> **CHALLENGE**
Write out the listing beneath this instruction in its entirety, exactly as it reads.

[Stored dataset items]
------

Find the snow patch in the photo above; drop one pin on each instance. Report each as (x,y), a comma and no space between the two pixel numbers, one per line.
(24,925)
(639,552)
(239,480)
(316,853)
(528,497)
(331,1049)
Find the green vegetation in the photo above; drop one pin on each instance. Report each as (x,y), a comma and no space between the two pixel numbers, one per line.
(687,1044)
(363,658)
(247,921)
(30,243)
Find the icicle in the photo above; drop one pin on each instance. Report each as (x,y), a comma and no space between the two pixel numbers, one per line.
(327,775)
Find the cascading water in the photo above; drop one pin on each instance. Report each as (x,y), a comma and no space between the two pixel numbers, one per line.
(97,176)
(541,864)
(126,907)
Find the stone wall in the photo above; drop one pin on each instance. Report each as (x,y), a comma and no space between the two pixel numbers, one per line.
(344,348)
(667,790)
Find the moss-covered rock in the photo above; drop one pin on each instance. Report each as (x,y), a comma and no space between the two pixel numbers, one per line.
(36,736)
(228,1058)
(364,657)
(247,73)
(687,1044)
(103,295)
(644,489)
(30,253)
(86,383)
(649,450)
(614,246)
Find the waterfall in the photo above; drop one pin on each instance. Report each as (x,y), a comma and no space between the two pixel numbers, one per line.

------

> **RESULT OF THIS EXERCISE**
Find the snow patch in the photo above; drop one pin on each instance. Report each as (x,y), a comma and no space between the two pixel numbers, one per line.
(24,925)
(639,552)
(239,480)
(316,853)
(528,497)
(331,1049)
Find the green vegetation in the photo above; drop one pin on each instance. Report each as (x,y), a comma and no space between the two pixel numbers, one per line.
(687,1044)
(363,658)
(247,921)
(30,243)
Find the icicle in the photo above; drop one pin on each instance. Report each as (x,y), a comma and no space between the two pixel numbers, one per line.
(327,775)
Find the cascading water in the photo above; drop one pin on each instance. Report each as (x,y), a comma and no space between the two pixel numbers, one per line.
(97,176)
(541,864)
(126,907)
Find the stone wall in the photo above; drop one pin on each instance. Report each as (x,y), a comma and no space between the two pixel numbers, one per line.
(344,348)
(667,790)
Find the moss-covered rock in the photo above; drop one pin on each instance. Report each as (x,y), a comma and no space between the two pixel numbers, one per line.
(36,736)
(228,1058)
(364,657)
(247,73)
(687,1044)
(103,295)
(644,489)
(30,253)
(86,383)
(649,450)
(614,246)
Find the waterfall in the photo above; drop one pin on each instance. Report each as (x,y), a comma and no space between the two pixel numbers, one per line.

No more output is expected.